───── Materials provided
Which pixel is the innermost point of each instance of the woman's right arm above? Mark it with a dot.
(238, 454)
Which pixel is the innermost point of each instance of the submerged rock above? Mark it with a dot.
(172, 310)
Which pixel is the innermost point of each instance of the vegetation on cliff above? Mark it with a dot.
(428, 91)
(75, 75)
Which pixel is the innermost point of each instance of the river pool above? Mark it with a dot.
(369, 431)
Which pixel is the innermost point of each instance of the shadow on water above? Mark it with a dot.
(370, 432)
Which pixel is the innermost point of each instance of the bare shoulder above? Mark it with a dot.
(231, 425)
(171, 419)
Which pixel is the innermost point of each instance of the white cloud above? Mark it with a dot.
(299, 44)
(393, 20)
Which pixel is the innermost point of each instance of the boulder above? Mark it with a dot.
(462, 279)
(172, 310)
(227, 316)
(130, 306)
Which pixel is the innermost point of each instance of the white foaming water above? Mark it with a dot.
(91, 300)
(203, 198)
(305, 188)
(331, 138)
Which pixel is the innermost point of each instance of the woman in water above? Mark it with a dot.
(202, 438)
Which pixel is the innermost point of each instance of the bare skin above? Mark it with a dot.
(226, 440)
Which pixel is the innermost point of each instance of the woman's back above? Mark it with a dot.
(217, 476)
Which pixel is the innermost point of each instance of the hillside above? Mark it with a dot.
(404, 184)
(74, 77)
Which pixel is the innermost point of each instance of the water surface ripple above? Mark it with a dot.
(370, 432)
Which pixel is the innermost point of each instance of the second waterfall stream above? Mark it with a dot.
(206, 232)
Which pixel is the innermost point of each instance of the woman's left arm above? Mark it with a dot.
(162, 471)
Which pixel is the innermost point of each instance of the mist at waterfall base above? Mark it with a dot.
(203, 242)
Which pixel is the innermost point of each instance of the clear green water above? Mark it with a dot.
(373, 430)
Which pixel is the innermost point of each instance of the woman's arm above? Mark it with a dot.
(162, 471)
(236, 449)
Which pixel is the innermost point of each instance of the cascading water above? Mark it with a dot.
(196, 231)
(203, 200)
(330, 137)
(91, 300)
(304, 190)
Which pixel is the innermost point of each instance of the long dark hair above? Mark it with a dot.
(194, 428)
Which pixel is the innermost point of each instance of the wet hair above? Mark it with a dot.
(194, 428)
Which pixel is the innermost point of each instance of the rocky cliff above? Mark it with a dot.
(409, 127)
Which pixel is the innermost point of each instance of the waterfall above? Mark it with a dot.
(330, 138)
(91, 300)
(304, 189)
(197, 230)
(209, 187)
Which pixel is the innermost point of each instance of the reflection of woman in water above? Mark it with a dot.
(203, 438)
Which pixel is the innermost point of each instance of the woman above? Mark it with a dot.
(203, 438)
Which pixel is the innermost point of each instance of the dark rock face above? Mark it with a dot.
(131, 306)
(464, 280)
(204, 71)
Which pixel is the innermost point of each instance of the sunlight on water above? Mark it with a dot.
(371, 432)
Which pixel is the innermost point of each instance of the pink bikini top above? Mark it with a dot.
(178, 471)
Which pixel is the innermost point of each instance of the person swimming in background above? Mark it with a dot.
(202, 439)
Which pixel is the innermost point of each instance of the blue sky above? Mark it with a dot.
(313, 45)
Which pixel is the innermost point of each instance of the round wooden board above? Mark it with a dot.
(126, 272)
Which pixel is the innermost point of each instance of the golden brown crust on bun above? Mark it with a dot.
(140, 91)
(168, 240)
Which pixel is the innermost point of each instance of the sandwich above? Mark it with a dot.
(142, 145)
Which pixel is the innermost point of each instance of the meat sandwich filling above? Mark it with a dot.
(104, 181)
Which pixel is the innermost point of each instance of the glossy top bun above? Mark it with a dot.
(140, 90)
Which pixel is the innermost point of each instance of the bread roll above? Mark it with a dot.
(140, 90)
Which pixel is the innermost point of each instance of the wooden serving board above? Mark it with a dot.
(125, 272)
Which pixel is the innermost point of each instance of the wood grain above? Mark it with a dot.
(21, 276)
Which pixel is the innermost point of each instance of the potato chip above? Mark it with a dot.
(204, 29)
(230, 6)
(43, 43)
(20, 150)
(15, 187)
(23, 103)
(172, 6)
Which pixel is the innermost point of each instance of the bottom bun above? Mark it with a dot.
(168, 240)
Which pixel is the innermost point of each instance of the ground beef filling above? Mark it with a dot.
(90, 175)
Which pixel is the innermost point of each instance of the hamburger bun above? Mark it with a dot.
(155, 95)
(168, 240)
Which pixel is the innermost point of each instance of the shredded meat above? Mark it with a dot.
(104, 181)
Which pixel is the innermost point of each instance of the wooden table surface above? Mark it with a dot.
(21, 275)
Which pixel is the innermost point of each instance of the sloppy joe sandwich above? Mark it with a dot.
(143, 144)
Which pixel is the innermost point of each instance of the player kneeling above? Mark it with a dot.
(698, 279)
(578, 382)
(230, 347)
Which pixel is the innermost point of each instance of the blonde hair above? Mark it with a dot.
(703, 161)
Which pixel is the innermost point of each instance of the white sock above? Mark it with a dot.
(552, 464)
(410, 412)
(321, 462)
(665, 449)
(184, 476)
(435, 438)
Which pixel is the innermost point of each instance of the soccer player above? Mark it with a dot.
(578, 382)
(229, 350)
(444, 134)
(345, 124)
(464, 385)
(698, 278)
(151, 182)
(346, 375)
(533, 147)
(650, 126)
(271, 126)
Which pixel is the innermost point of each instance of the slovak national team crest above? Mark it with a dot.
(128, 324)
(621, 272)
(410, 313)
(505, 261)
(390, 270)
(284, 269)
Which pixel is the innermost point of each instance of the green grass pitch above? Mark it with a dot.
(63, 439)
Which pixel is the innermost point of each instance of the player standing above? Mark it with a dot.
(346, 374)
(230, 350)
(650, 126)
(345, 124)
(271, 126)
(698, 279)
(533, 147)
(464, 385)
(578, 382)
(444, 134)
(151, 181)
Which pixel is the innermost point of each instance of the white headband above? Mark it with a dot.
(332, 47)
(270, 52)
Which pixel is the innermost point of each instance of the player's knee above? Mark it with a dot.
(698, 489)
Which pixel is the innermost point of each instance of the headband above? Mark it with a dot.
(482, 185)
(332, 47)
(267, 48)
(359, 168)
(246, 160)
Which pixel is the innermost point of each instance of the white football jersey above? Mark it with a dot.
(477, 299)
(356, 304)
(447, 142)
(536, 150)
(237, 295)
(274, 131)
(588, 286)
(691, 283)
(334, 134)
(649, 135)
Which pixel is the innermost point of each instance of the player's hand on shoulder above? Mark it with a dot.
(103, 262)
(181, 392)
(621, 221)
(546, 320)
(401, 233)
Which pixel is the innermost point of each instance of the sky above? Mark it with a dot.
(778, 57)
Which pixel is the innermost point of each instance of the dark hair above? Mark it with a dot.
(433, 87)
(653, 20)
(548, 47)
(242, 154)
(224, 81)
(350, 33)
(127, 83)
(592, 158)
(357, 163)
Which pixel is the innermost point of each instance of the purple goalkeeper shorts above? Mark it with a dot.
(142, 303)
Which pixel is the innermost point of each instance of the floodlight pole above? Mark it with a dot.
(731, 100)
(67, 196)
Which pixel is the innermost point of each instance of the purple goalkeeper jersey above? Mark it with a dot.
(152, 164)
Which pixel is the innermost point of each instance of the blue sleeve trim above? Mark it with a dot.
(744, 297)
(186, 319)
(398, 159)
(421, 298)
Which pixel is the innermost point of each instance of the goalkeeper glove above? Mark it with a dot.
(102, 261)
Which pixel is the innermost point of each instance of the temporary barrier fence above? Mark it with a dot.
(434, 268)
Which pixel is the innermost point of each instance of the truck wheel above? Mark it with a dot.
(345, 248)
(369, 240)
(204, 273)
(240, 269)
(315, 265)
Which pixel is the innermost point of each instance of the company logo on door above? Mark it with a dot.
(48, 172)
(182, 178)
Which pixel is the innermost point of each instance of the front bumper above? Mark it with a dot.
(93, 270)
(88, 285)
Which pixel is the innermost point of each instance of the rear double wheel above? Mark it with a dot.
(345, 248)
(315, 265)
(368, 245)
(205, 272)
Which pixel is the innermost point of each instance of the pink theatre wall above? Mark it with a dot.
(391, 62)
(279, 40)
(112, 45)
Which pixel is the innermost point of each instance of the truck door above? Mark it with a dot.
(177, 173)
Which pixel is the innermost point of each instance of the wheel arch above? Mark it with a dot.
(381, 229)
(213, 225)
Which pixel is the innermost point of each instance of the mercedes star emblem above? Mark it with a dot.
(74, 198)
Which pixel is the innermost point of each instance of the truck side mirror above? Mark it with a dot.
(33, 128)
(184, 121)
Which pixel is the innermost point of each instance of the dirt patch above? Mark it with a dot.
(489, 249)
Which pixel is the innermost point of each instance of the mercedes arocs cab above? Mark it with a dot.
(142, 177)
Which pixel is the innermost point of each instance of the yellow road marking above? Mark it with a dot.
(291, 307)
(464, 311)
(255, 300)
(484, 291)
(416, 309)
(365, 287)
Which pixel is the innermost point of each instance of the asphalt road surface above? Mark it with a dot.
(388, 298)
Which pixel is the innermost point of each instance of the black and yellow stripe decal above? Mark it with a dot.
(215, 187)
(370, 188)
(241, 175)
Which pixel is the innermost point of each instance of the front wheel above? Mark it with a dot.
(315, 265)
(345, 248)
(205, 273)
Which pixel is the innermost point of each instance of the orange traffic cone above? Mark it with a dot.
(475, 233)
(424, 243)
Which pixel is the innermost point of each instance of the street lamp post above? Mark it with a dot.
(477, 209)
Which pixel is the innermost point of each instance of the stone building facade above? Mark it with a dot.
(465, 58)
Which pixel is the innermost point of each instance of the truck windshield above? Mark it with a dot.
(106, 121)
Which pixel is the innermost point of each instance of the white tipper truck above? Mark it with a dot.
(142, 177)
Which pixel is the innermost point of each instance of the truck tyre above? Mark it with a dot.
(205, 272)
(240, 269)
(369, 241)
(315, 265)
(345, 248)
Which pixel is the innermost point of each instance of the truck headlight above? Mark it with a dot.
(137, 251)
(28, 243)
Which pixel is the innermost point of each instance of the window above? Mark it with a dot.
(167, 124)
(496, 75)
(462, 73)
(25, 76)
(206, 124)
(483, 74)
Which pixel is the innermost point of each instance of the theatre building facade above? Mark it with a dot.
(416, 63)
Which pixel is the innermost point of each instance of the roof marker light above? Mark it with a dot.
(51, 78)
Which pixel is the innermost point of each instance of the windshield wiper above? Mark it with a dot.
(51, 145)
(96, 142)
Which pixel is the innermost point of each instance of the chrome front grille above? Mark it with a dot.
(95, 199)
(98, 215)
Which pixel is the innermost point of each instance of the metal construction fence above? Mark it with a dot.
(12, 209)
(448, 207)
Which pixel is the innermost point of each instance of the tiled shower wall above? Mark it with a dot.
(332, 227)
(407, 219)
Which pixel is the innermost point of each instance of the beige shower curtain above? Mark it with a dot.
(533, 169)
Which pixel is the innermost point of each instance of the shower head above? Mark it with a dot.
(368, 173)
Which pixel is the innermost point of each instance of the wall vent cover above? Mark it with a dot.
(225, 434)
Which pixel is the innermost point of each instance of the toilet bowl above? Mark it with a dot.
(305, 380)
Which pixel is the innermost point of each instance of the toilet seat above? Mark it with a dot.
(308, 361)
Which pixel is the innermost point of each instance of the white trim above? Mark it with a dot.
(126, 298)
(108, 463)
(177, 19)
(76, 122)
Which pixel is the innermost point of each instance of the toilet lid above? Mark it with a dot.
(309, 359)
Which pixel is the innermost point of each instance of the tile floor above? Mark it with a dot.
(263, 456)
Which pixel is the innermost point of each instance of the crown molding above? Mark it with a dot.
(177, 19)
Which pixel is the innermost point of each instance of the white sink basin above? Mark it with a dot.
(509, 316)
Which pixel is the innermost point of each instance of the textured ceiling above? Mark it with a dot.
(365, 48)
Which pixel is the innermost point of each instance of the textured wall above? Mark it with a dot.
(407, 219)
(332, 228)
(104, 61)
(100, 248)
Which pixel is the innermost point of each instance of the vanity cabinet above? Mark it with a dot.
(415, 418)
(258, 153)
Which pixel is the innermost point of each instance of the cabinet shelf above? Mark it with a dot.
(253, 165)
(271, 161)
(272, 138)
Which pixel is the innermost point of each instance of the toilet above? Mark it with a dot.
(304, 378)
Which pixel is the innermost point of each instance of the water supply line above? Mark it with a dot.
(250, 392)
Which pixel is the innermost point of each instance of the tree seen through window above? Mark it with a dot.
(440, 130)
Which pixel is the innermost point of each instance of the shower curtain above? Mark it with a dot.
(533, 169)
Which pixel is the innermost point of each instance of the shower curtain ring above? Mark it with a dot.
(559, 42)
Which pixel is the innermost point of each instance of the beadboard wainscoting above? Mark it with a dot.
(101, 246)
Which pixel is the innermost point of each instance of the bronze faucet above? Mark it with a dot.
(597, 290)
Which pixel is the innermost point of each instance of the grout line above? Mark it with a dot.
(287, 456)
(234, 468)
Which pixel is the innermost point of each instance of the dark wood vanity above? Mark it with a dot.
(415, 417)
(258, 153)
──────────
What this task involves =
Begin with the line containing "floor above? Mark it with a dot." and repeat each line exactly until the records above end.

Solution =
Which pixel is the innermost point of each instance of the tile floor above? Mark it with a dot.
(263, 456)
Which pixel is the innermost point of each instance of the crown molding above? Mark it with a dot.
(177, 19)
Which pixel is the innermost point of each instance of the white sink basin above? Mark it with a dot.
(509, 316)
Which pixel is the innermost point of each instance of the textured ceiling above? Mark it with a dot.
(365, 48)
Which pixel is the innermost point of each instance of the textured wall above? Mark it with a dot.
(407, 219)
(332, 228)
(104, 61)
(100, 248)
Which pixel is the innermost point of each instance of the vanity cabinet above? Mark it with a dot.
(415, 418)
(258, 153)
Which pixel is the innermost point of each instance of the cabinet shelf above? Mark it with a dot.
(253, 165)
(271, 161)
(272, 138)
Which pixel is the innermost point of each instance of the toilet above? Mark it with a dot.
(304, 378)
Which pixel is the innermost point of each instance of the water supply line above? Mark it with a dot.
(250, 392)
Which pixel is the innermost point of each instance of the tree seen through window above? Mark it with a dot.
(440, 130)
Which pixel is the innermost point of each instance of the shower curtain above? Mark it with a dot.
(533, 169)
Which pixel is the innermost point of each instance of the shower curtain ring above? Mark it with a dot.
(559, 42)
Which pixel is the innermost point of each instance of the beadboard wainscoting above? Mark it with a dot.
(101, 246)
Which pixel is the innermost point of each instance of the bronze faucet above? Mark it with a dot.
(597, 290)
Which pixel is the innermost point of each instance of the grout line above? Mark it with a dot.
(287, 456)
(234, 468)
Which pixel is the innermost point of each instance of the dark wood vanity above? Mark it with a dot.
(415, 417)
(258, 153)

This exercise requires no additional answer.